** Start The records **

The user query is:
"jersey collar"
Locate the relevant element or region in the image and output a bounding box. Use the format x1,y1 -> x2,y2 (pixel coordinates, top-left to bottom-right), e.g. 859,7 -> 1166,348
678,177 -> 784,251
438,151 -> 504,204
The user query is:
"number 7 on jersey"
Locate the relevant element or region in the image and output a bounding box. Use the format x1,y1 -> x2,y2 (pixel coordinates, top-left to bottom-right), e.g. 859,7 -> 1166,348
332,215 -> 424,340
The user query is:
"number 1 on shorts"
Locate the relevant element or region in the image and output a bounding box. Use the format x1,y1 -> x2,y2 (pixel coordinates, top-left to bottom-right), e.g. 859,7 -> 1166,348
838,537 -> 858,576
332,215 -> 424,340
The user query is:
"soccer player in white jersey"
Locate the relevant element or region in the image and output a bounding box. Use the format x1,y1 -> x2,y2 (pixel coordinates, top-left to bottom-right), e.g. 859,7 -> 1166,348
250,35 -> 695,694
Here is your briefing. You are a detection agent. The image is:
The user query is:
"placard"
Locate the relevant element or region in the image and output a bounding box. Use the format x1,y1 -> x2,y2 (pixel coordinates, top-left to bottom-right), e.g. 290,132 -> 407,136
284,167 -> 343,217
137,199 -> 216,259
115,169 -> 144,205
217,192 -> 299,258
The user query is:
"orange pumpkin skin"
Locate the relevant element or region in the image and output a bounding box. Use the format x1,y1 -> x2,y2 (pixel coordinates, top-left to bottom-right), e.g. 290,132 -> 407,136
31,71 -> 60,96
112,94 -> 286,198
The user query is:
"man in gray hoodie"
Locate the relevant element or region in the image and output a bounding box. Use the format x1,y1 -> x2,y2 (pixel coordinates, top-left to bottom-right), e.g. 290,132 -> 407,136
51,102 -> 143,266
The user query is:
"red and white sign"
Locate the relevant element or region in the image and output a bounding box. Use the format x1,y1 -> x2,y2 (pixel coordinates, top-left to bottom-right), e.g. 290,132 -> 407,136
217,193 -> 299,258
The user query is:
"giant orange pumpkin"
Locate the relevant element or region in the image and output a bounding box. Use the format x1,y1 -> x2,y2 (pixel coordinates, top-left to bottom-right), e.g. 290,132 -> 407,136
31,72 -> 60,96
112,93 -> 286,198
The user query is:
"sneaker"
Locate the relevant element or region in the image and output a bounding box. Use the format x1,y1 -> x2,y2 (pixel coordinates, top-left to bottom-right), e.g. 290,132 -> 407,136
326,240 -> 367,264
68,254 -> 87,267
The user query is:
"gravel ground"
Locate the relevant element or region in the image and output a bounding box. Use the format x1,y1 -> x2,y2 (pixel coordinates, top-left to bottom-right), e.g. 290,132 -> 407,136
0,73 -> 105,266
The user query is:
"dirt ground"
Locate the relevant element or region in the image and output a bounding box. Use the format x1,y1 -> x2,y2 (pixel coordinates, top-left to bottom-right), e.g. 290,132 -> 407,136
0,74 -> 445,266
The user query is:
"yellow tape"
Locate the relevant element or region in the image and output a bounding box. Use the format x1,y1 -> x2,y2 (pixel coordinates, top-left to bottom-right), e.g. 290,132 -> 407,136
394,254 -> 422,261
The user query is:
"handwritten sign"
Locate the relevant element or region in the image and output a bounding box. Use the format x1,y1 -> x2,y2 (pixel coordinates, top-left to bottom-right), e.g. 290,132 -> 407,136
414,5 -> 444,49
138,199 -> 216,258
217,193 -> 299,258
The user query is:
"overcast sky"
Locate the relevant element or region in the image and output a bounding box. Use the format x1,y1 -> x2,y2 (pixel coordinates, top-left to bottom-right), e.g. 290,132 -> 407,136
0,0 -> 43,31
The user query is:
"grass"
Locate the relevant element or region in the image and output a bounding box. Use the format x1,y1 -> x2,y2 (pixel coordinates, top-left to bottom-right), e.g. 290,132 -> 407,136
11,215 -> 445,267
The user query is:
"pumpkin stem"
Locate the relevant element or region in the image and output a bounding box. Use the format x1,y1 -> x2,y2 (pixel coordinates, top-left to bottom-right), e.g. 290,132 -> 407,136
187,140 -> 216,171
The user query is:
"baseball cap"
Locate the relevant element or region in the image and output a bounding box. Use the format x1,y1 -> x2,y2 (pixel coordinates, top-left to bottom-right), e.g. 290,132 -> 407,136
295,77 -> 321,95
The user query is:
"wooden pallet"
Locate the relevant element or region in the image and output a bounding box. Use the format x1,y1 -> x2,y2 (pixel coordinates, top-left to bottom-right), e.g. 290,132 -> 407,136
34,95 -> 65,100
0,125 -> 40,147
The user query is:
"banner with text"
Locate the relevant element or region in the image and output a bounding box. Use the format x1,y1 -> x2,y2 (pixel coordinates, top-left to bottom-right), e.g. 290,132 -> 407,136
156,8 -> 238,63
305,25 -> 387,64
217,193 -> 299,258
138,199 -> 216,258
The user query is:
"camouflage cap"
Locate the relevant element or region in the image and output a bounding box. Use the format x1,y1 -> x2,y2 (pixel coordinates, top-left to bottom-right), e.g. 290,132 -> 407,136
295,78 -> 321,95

** End The records **

§ **Task description**: Copy the data above in full, character for character.

§ **Reply**:
The user query is:
"jersey collar"
Locate the relevant element or region in the image and output a bounding box. Use the format x1,y1 -> x2,y2 (pixel coordinates, top-left to bottom-right), e.g. 859,7 -> 1166,348
678,177 -> 784,251
438,151 -> 504,204
The user query is:
"number 7 on jersey"
Locate the relevant element or region in the image and output a bounding box. Use the format x1,y1 -> x2,y2 (pixel coordinates, top-left to bottom-right), e.g. 859,7 -> 1166,348
332,215 -> 424,340
The user query is:
"number 1 on shorts"
Locate the relevant element or region in the image and output a bounding box. Use the format x1,y1 -> x2,y2 (pixel coordinates, top-left to bottom-right), e.g. 859,7 -> 1166,348
838,537 -> 858,576
332,215 -> 424,340
The user query is:
"soccer player in white jersey"
Locate the relevant element or region in the image and output a bounding box. Use the format x1,y1 -> x2,y2 (pixel coordinates, top-left to bottom-right), e.g. 859,7 -> 1166,348
250,35 -> 695,694
Here is your briefing. You are a detection agent. The image is:
The user query is:
"placard"
Locate the relevant element or region in the image and output a bounding box. Use the format x1,y1 -> x2,y2 (pixel coordinates, top-left to bottom-right), e.g. 290,132 -> 407,136
284,167 -> 343,217
137,199 -> 216,259
115,169 -> 144,205
217,192 -> 299,258
The user query is:
"orange pumpkin skin"
Locate the relevant element or region in the image and output a bounding box. Use the format x1,y1 -> x2,y2 (pixel coordinates, top-left to bottom-right), e.g. 290,132 -> 407,136
31,71 -> 60,96
112,94 -> 286,198
The user query is:
"man in gray hoodie"
Locate the relevant element or region in the image and output a bounding box. Use the format x1,y1 -> x2,y2 (pixel coordinates, top-left to bottom-right), e.g. 290,132 -> 407,136
51,102 -> 143,266
The user query is:
"red and white sign"
Locate the relevant element or region in the image and output a bounding box. Use the format x1,y1 -> x2,y2 (pixel coordinates, top-left to bottom-right), e.g. 290,132 -> 407,136
217,193 -> 299,258
The user query is:
"giant orange pumpkin"
Locate the relevant element or region in the image and output a bounding box. Use the format x1,y1 -> x2,y2 (pixel coordinates, top-left to bottom-right), e.g. 290,132 -> 407,136
31,72 -> 60,96
112,93 -> 286,198
The user query is:
"sneaker"
Locate the relevant element or region in the image and output a bounding box. Use the format x1,y1 -> x2,y2 (pixel coordinates, top-left to bottom-right), e.g. 290,132 -> 407,136
326,240 -> 367,264
68,254 -> 87,267
The user query is:
"gravel ground"
Locate the relevant element or region in the image and output a bounding box. Use the format x1,y1 -> x2,y2 (pixel coordinates, top-left to bottom-right), e.g. 290,132 -> 407,136
0,73 -> 105,266
The user query is:
"dirt ground"
Locate the relevant element or region in the image and output a bounding box. Use the format x1,y1 -> x2,y2 (pixel coordinates, top-left to bottom-right), e.g. 290,132 -> 407,136
0,74 -> 445,266
The user query is:
"yellow tape"
Locate the relevant element or region in the image and output a bounding box. Use the format x1,y1 -> x2,y2 (pixel coordinates, top-left to bottom-right), e.g. 290,132 -> 407,136
394,254 -> 422,261
The user query is:
"handwritten sign"
Locate the relevant element or region in the image and output a bounding box. Use the format x1,y1 -> x2,y2 (pixel coordinates, top-left to bottom-right), e.g. 290,132 -> 407,136
414,5 -> 444,49
138,199 -> 216,258
217,193 -> 299,258
The user query is:
"overcast sky"
Locate the relevant element or region in the image and output a bounding box. Use the format x1,y1 -> x2,y2 (pixel coordinates, top-left to bottom-right), e.g. 290,132 -> 407,136
0,0 -> 43,31
The user query is:
"grass"
Locate the relevant element or region in the image and output a bounding box. Use the format x1,y1 -> x2,y2 (pixel coordinates, top-left to bottom-right), e.g. 290,132 -> 407,136
11,215 -> 445,267
The user query is:
"pumpkin stem"
Locate the relevant element or region in the image and output a bounding box. Use the format x1,y1 -> x2,y2 (pixel coordinates, top-left to bottom-right), e.g. 290,132 -> 407,136
187,140 -> 216,171
The user query is:
"baseball cap"
Locate the relevant element or region in the image and output a bounding box. Use the format x1,y1 -> x2,y2 (pixel coordinates, top-left to bottom-right), e.g. 290,132 -> 407,136
295,77 -> 321,95
The user query is:
"wooden pallet"
Locate the relevant element or region in the image and output a bounding box. Use the format x1,y1 -> x2,y2 (pixel coordinates, top-left to bottom-right), e.g. 290,132 -> 407,136
34,95 -> 65,100
0,125 -> 40,147
The user query is:
"banner with text"
Locate the relevant element or region in the image and output a bounding box. Use the format x1,y1 -> x2,y2 (pixel coordinates, top-left to bottom-right), e.g. 290,132 -> 407,136
156,8 -> 238,63
305,25 -> 387,64
217,193 -> 299,258
138,199 -> 216,258
The user query is:
"camouflage cap"
Locate the relevant element or region in the image and output a bounding box. Use the format x1,y1 -> x2,y2 (pixel coordinates, top-left to bottom-right), e.g. 290,132 -> 407,136
295,78 -> 321,95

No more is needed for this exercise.